Start of Document section

This is a guest post by Eugene Grant. Eugene is a great friend of mine, a freelance writer and social commentator.
We need to talk about men’s health. Not the magazine filled with adverts of pricey protein bars and photo-shopped photographs of male models. I mean we need to talk about the health of men.
It’s not an easy subject. For many males – admittedly, this writer included – our psyches are modelled and moulded by traditional discourses of masculinity, hardiness and gendered provider/protector roles. Forget what you’ve heard about man-flu: we don’t get ill, hurt or tired. Well, much. And when we do, many of us abide by an Omerta-like code of silence that could inspire the envy of even the most conspiratorial Mafia family.
But it’s not true, and it’s not helpful.
Almost 20% of men are likely to be treated for mental health issues. Over the past three decades, three to four times more men have taken their own lives than women. There has been no point during this thirty-year period when the rate of suicide among women was higher than that of men.
One of such man was a close friend of mine. One of the hardest, toughest, most creative and humorous people I’ve known took his own life after years of trouble and turmoil most of us cannot – thankfully – even imagine became just too much. That was a few years ago. I wish his family knew how much I miss him, sometimes.

End of Document section
Start of Dataset

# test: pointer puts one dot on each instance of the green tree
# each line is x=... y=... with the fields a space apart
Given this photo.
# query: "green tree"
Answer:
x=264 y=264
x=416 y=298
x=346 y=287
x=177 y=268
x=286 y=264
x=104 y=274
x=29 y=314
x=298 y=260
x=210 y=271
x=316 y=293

End of Dataset

Brief 1:
According to the guest post on men's health, what share of men are likely to be treated for mental health issues?
Brief 2:
Sum up the guest post on men's health in two sentences.
Work only from the text.

Written solution 1:
Almost 20% of men.

Written solution 2:
The post says we need to talk about the health of men, because many men are shaped by traditional ideas of toughness and keep silent when they are ill, hurt or tired. It notes that almost 20% of men are likely to be treated for mental health issues and that over the past three decades three to four times more men than women have taken their own lives, including a close friend of the writer.